> Data listing:
----------------------------------------

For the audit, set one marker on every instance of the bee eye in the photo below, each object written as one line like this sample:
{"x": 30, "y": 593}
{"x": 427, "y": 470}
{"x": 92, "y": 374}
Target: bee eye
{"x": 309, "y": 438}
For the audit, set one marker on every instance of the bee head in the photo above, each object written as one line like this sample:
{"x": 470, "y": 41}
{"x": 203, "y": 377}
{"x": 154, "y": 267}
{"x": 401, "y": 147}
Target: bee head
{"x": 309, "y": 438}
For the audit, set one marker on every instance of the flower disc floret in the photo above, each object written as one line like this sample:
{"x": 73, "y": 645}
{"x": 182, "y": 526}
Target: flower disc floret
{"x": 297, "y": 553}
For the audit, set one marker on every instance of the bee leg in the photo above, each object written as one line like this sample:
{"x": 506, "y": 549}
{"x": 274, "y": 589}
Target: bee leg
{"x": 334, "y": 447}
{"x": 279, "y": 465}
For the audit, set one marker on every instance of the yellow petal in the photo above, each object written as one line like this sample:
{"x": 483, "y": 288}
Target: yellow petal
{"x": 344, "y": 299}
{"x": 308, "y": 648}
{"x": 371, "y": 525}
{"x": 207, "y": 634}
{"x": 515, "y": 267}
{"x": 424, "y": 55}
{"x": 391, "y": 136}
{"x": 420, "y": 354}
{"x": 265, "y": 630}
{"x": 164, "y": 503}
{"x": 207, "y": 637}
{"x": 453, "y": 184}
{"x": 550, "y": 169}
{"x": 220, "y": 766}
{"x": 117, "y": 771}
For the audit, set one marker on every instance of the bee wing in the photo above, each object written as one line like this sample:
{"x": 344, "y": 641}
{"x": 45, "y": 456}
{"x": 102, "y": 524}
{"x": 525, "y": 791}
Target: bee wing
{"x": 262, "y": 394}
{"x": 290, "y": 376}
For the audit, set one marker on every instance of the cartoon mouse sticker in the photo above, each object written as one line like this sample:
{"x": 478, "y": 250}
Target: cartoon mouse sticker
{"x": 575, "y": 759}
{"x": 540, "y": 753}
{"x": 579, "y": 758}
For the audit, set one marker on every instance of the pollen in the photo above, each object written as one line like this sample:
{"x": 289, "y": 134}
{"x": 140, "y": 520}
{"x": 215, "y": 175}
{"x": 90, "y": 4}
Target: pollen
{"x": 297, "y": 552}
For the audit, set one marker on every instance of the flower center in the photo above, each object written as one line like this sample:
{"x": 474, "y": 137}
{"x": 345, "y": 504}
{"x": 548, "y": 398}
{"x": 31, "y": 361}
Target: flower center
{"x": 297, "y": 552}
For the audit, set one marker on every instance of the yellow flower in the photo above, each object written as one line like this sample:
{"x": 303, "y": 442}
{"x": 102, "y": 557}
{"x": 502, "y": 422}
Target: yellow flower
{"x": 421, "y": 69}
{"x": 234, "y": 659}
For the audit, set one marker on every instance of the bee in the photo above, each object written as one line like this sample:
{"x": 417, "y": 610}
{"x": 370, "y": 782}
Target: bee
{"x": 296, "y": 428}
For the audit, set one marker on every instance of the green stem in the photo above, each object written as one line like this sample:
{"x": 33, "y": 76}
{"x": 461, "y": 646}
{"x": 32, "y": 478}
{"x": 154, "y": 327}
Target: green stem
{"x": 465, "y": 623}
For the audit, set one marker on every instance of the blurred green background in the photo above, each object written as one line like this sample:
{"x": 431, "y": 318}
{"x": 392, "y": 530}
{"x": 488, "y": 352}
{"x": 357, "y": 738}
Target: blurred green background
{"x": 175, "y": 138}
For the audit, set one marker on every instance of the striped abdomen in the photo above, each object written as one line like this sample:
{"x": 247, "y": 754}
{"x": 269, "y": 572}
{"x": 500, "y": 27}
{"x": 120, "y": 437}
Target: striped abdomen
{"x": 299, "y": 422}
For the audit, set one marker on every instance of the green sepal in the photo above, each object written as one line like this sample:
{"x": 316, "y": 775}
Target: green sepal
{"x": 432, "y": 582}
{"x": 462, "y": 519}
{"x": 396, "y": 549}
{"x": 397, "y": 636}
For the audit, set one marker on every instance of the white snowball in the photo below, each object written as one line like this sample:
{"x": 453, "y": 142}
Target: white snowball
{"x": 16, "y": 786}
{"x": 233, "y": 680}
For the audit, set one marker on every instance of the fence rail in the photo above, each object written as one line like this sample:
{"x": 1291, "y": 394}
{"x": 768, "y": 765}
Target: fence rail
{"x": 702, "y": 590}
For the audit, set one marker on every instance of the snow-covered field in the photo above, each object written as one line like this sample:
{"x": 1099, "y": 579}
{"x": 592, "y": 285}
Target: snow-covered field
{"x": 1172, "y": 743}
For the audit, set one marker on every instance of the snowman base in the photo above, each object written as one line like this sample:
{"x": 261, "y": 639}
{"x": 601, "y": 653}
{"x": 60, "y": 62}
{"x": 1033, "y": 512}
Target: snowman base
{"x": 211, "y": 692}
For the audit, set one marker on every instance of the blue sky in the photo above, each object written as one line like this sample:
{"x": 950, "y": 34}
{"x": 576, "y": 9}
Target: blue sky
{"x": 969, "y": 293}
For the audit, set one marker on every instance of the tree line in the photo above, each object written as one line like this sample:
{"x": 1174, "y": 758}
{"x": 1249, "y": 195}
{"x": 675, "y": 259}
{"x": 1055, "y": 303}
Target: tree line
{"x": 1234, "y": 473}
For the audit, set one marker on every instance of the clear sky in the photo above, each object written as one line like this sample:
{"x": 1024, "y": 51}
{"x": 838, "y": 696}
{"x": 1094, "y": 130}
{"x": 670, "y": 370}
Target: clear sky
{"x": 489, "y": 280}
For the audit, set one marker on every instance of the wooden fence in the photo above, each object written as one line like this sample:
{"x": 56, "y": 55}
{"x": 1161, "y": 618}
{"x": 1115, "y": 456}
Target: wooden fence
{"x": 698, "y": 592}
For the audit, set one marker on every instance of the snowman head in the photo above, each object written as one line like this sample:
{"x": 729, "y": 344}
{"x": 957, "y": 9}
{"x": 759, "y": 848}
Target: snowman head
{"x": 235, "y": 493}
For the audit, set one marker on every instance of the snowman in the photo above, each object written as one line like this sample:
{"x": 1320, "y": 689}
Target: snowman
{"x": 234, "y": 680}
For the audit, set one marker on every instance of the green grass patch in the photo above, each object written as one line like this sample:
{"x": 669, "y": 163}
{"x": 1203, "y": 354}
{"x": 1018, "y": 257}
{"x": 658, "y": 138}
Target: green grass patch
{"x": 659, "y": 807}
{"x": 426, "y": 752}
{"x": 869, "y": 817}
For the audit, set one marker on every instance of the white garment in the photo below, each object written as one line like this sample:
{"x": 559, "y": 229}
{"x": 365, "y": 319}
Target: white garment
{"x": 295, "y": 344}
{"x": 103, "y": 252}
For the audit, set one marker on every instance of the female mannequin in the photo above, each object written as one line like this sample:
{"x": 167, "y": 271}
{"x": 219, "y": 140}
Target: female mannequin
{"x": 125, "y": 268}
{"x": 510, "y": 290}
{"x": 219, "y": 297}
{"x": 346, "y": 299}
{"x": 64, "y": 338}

----------------------------------------

> Exercise directions: Take the entries above and copy them out exactly.

> Solved exercise:
For the audit, set one marker on every instance of the bee eye in the photo below, each object written as one line like this sample:
{"x": 30, "y": 593}
{"x": 427, "y": 470}
{"x": 92, "y": 374}
Target: bee eye
{"x": 309, "y": 438}
For the audit, set one marker on every instance of the bee head in the photo above, each object written as one line like this sample:
{"x": 470, "y": 41}
{"x": 203, "y": 377}
{"x": 154, "y": 267}
{"x": 401, "y": 147}
Target: bee head
{"x": 309, "y": 438}
For the audit, set one marker on every instance of the flower disc floret in the photo above, each object written as one line like this sample:
{"x": 73, "y": 645}
{"x": 182, "y": 526}
Target: flower disc floret
{"x": 297, "y": 553}
For the audit, set one marker on every instance of the bee leg in the photo above, each object written as one line like this sample:
{"x": 506, "y": 549}
{"x": 274, "y": 589}
Target: bee leg
{"x": 334, "y": 447}
{"x": 279, "y": 465}
For the audit, set one marker on every instance of the yellow petal in the photo above, each object written as one line like this sample:
{"x": 483, "y": 288}
Target: yellow petal
{"x": 344, "y": 299}
{"x": 308, "y": 648}
{"x": 371, "y": 525}
{"x": 207, "y": 634}
{"x": 515, "y": 267}
{"x": 424, "y": 55}
{"x": 391, "y": 136}
{"x": 420, "y": 354}
{"x": 265, "y": 630}
{"x": 164, "y": 503}
{"x": 207, "y": 637}
{"x": 453, "y": 184}
{"x": 550, "y": 169}
{"x": 220, "y": 766}
{"x": 117, "y": 771}
For the audit, set one marker on every instance of the bee wing in the photo above, each object written as one line like this sample:
{"x": 344, "y": 641}
{"x": 45, "y": 456}
{"x": 102, "y": 524}
{"x": 525, "y": 791}
Target: bee wing
{"x": 262, "y": 394}
{"x": 290, "y": 376}
For the audit, set one marker on every instance of the cartoon mouse sticker in the photo above, each object written as one line like this sample:
{"x": 478, "y": 250}
Target: cartoon mouse sticker
{"x": 575, "y": 759}
{"x": 540, "y": 753}
{"x": 579, "y": 758}
For the audit, set one marker on every instance of the pollen in the photo above, each object written as one line like this sample:
{"x": 289, "y": 134}
{"x": 140, "y": 520}
{"x": 215, "y": 175}
{"x": 90, "y": 4}
Target: pollen
{"x": 297, "y": 552}
For the audit, set one marker on every instance of the flower center in the photo above, each object written as one line like this sample:
{"x": 474, "y": 137}
{"x": 345, "y": 504}
{"x": 548, "y": 398}
{"x": 31, "y": 361}
Target: flower center
{"x": 297, "y": 552}
For the audit, set one marker on every instance of the yellow flower in the photo above, each object written as one line like this sample:
{"x": 303, "y": 442}
{"x": 102, "y": 557}
{"x": 502, "y": 422}
Target: yellow flower
{"x": 421, "y": 69}
{"x": 234, "y": 659}
For the audit, set one marker on every instance of the bee in the photo above, each object written as one line like this sample:
{"x": 417, "y": 610}
{"x": 370, "y": 782}
Target: bee
{"x": 296, "y": 428}
For the audit, set one marker on every instance of the green stem in the photo above, each object written as one line like this sample:
{"x": 33, "y": 76}
{"x": 461, "y": 646}
{"x": 32, "y": 478}
{"x": 154, "y": 327}
Target: green stem
{"x": 465, "y": 623}
For the audit, set one marker on every instance of the blurred green background in the photo above, each object written as one line like this sample:
{"x": 431, "y": 318}
{"x": 392, "y": 530}
{"x": 488, "y": 352}
{"x": 357, "y": 738}
Target: blurred green background
{"x": 175, "y": 138}
For the audit, set one marker on every instance of the striped abdomen in the photo above, each object written as one line like this sample:
{"x": 247, "y": 754}
{"x": 269, "y": 572}
{"x": 500, "y": 27}
{"x": 120, "y": 437}
Target: striped abdomen
{"x": 299, "y": 422}
For the audit, set one marker on every instance of the green sepal in the photo above, each object written as one line like this sample:
{"x": 316, "y": 775}
Target: green sepal
{"x": 432, "y": 582}
{"x": 462, "y": 519}
{"x": 396, "y": 549}
{"x": 397, "y": 636}
For the audit, set one marker on every instance of the white snowball in the photo below, each object written as one line like this sample:
{"x": 453, "y": 142}
Target: white snowball
{"x": 16, "y": 786}
{"x": 233, "y": 680}
For the audit, set one marker on every instance of the fence rail in the photo above, each object written as one line like this sample:
{"x": 1291, "y": 394}
{"x": 768, "y": 765}
Target: fence rail
{"x": 702, "y": 590}
For the audit, set one marker on every instance of the snow-covered field in the photo above, each object written as one line like this sample:
{"x": 1099, "y": 579}
{"x": 592, "y": 285}
Target: snow-covered field
{"x": 1172, "y": 743}
For the audit, set one marker on every instance of the snowman base in the photo above, each object written as one line like this sample:
{"x": 261, "y": 639}
{"x": 601, "y": 653}
{"x": 60, "y": 62}
{"x": 1033, "y": 512}
Target: snowman base
{"x": 211, "y": 692}
For the audit, set one marker on every instance of the blue sky in the photo above, each object written as one line like this sample:
{"x": 950, "y": 34}
{"x": 576, "y": 9}
Target: blue sky
{"x": 969, "y": 293}
For the audit, set one marker on every instance of the tree line in the photo above, each object written as one line like this sample:
{"x": 1174, "y": 758}
{"x": 1249, "y": 195}
{"x": 675, "y": 259}
{"x": 1055, "y": 303}
Target: tree line
{"x": 1234, "y": 473}
For the audit, set one marker on every instance of the clear sky in the photo above, each object written as one line like this sample:
{"x": 1024, "y": 51}
{"x": 838, "y": 696}
{"x": 1094, "y": 130}
{"x": 670, "y": 370}
Target: clear sky
{"x": 489, "y": 280}
For the audit, set one marker on every instance of the wooden fence in the photo above, each object written as one line like this sample:
{"x": 56, "y": 55}
{"x": 1161, "y": 618}
{"x": 1115, "y": 456}
Target: wooden fence
{"x": 698, "y": 592}
For the audit, set one marker on every instance of the snowman head in the photo above, each object written as one line like this sample:
{"x": 729, "y": 344}
{"x": 957, "y": 9}
{"x": 759, "y": 848}
Target: snowman head
{"x": 235, "y": 493}
For the audit, set one marker on every instance of the snowman in the photo above, each object written as one line like this sample:
{"x": 1320, "y": 689}
Target: snowman
{"x": 234, "y": 680}
For the audit, set one marker on every instance of the green grass patch in the photo above, each object written as one line like this sample:
{"x": 669, "y": 163}
{"x": 1203, "y": 354}
{"x": 1018, "y": 257}
{"x": 658, "y": 138}
Target: green grass patch
{"x": 659, "y": 807}
{"x": 426, "y": 752}
{"x": 869, "y": 817}
For the audit, set one marker on every instance of the white garment in the photo below, each object written as one line like this sample:
{"x": 559, "y": 229}
{"x": 365, "y": 319}
Target: white garment
{"x": 295, "y": 344}
{"x": 103, "y": 252}
For the audit, set one marker on every instance of the female mannequin in the photo above, each object written as one line like this sample:
{"x": 167, "y": 271}
{"x": 219, "y": 140}
Target: female mannequin
{"x": 125, "y": 268}
{"x": 510, "y": 290}
{"x": 219, "y": 297}
{"x": 346, "y": 299}
{"x": 64, "y": 338}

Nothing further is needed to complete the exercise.